[Object location annotation data]

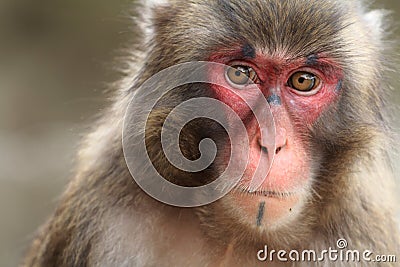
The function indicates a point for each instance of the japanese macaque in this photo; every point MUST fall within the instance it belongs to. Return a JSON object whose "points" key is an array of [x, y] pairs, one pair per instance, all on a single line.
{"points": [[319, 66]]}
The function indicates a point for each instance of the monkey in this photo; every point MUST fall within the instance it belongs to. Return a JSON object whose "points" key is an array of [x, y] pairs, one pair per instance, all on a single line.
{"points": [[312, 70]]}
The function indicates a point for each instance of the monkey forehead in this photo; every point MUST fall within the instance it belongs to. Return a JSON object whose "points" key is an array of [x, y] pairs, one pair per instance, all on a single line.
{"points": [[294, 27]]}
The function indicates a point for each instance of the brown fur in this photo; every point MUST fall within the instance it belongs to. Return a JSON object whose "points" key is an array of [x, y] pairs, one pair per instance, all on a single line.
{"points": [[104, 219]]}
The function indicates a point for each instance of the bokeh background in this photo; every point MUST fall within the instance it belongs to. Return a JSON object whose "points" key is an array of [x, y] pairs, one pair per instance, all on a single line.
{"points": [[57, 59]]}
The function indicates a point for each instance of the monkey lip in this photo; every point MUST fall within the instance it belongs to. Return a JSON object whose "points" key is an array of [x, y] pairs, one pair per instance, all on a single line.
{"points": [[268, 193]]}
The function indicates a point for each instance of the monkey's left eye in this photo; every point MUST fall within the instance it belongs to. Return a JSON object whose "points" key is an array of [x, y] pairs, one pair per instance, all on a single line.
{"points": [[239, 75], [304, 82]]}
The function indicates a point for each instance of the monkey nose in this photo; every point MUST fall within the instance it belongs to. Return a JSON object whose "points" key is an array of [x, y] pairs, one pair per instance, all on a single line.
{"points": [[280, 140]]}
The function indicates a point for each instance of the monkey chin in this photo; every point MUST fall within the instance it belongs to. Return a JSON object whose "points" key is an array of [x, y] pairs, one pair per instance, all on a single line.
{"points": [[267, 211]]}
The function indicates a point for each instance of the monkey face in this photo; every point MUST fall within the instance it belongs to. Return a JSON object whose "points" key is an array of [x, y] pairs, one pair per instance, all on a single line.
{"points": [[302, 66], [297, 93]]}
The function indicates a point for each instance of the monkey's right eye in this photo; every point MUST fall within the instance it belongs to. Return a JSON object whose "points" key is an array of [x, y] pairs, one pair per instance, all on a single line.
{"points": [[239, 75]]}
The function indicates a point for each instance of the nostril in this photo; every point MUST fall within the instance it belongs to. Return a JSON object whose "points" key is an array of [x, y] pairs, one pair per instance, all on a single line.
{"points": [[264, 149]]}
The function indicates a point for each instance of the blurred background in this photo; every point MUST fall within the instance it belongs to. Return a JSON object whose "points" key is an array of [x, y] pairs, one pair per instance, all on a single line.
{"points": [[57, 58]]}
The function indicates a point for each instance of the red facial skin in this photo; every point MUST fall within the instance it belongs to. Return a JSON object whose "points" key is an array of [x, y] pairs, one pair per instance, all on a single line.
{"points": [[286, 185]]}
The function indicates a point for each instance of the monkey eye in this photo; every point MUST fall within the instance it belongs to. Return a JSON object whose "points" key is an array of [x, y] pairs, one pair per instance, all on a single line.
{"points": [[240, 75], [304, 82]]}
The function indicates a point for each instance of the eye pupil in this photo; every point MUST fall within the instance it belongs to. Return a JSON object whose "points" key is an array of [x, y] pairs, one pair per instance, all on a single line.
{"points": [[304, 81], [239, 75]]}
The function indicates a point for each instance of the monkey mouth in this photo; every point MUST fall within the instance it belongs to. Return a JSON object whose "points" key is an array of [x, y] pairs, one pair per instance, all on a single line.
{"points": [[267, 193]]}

■ TASK GOAL: Above are the records; copy exactly the lines from the one with "The function indicates a point for each instance of the blurred" through the final line.

■ RESULT OF THIS TASK:
The function indicates a point for each instance of the blurred background in this photo; every point MUST fall within the instance it belongs to. Return a JSON object whose "points" key is an array of [x, y] pairs, one pair per instance, all on a single line.
{"points": [[57, 58]]}
The function indicates a point for each instance of the red facial skin in this photo; every point MUST fall within the instance it belongs to. Return a JSON object whose "points" key is an array of [x, y] pairs, one pair per instance, all on a single line.
{"points": [[286, 185]]}
The function indicates a point for each instance of the monkey eye in this photo; every point MUST fall within the instance it belongs to. Return a JSON object whose "points" key is an array of [x, y] pairs, one pair per instance, all on a single line.
{"points": [[240, 75], [304, 82]]}
The function indicates a point for each instance of the eye pupil in this photo; every point MUST fall within the instance it belongs to. Return a JSON object whose "points" key is an array of [x, y] pairs, one pair per instance, all on a single line.
{"points": [[304, 81], [239, 75]]}
The function indicates a point for each instance of the monkey mouth in this photo; every point MUST fall within the instance it belongs to. Return a JSON object whose "points" key is an array of [x, y] pairs, one pair per instance, all on a single line.
{"points": [[267, 193]]}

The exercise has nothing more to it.